━━ Kutipan teks ━━

Jumat, 20 Agustus 2010

Alquran Obat Kehidupan

Dan Kami turunkan dari Alquran suatu yang menjadi penawar dan rahmat bagi orang-orang yang beriman dan Alquran itu tidaklah menambah kepada orang-orang yang dzalim selain kerugian (QS. Al-Isra' [17]: 82).

Ketika seseorang tidak meyakini konsep qadha' dan qadar dengan benar, jiwanya akan sangat rapuh. Hanya ditimpa oleh musibah sedikit saja, sudah bisa menyebabkan dirinya tergoncang, stres, bahkan putus asa. Akibatnya, aneka penyakit pun dengan mudah dapat menghinggapinya. Menjadi semakin runyam ketika sistem yang diterapkan justru memicu terjadiya keadaan tersebut. Realitas inilah yang dialami oleh masyarakat kapitalisme. Ideologi yang memaksa setiap orang harus bertarung dalam pasar bebas ini terbukti telah menjadi biang penyebab terjadinya banyak orang terjangkit penyakit jiwa. Tak hanya itu, banyak sekali perilaku akibat paham kebebasan (freedom), seperti seks bebas telah menyebabkan ter-sebarnya HIV/AIDS.

Realitas memprihatinkan itu tidak akan terjadi ketika seseorang meyakini aqidah Islam. Syukur terhadap nikmat dan sabar menerima musibah, menjadikan jiwa pelakunya menjadi kokoh. Terlebih ketika syariah diterapkan dalam kehidupan; keadilan dan kesejahteraan dapat diwujudkan secara merata. Oleh karena itu, 'obat' atas berbagai penyakit akibat kapitalisme adalah Islam. Dengan tegas, ayat di atas pun menyebut Alquran sebagai syifâ' (obat).


Obat dan Rahmat bagi Kaum Mukmin

Allah Swt berfirman: Wanunazzilu min al-Qur'ân mâ huwa syifâu[n] wa rahmat[un] li al-Mu'minîn (dan Kami turunkan dari Alquran suatu yang menjadi penawar dan rahmat bagi orang-orang yang beriman). Dalam ayat ini ditegaskan bahwa Allah SWT-lah yang menurunkan Alquran. Ditegaskan pula, Alquran yang diturunkan itu merupakan syifâ' dan rahmah bagi kaum Mukmin.

━━━

• [Tujuan tugas 1]
Apakah tiap pernyataan berikut sesuai dengan kutipan tentang Alquran sebagai obat kehidupan? Jawab ya atau tidak, lalu kutip persis kata-kata teks yang menentukannya. (a) Seks bebas disebut telah menyebabkan tersebarnya HIV/AIDS. (b) Alquran disebut menjadi penawar juga bagi orang-orang yang dzalim. (c) Ayat yang dikutip di awal berasal dari surah Al-Isra' ayat 82.
• [Tujuan tugas 2]
Teruskan kutipan tentang Alquran sebagai obat kehidupan, mulai setelah kalimat terakhirnya.

━━ Informasi yang ditampilkan ━━

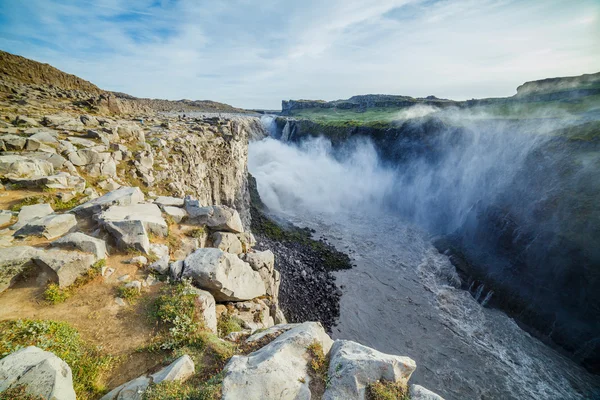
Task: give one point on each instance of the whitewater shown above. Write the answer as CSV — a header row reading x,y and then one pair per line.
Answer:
x,y
403,297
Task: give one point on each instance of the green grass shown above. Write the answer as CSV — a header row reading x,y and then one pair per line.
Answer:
x,y
87,362
386,390
18,393
131,294
227,324
182,332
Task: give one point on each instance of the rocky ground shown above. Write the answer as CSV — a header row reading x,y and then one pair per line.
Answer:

━━━

• [Hasil 1]
(a) Ya: "seks bebas telah menyebabkan ter-sebarnya HIV/AIDS".
(b) Tidak: "Alquran itu tidaklah menambah kepada orang-orang yang dzalim selain kerugian".
(c) Ya: "(QS. Al-Isra' [17]: 82)".

• [Hasil 2]
Dijelaskan al-Alusi, makna huruf min dalam ayat ini bukan li al-tab'îdh (untuk menyatakan sebagian). Sebab, pemaknaan demikian dapat mengantarkan pada pemahaman bahwa ada sebagian ayat Alquran yang tidak menjadi syifâ'. Padahal faktanya tidak demikian. Oleh karena itu, makna huruf min itu yang lebih tepat adalah li bayân al-jins (untuk menjelaskan jenis atau spesifikasi). Sehingga seluruh Alquran adalah syifâ' bagi kaum Mukmin. Makna inilah yang dipilih oleh sebagian besar mufassir, seperti al-Zamakhsyari, Fakhruddin al-Razi, al-Alusi, al-Baidhawi, Ibnu al-Jauziyyah, al-Syaukani dan lain-lain.

Secara bahasa, kata al-syifâ' berarti al-dawâ' (obat). Yakni mâ yubri' min al-saqam (segala sesuatu yang membebaskan dari sakit). Demikian penjelasan Ibnu Manzhur dalam Lisân al-'Arab.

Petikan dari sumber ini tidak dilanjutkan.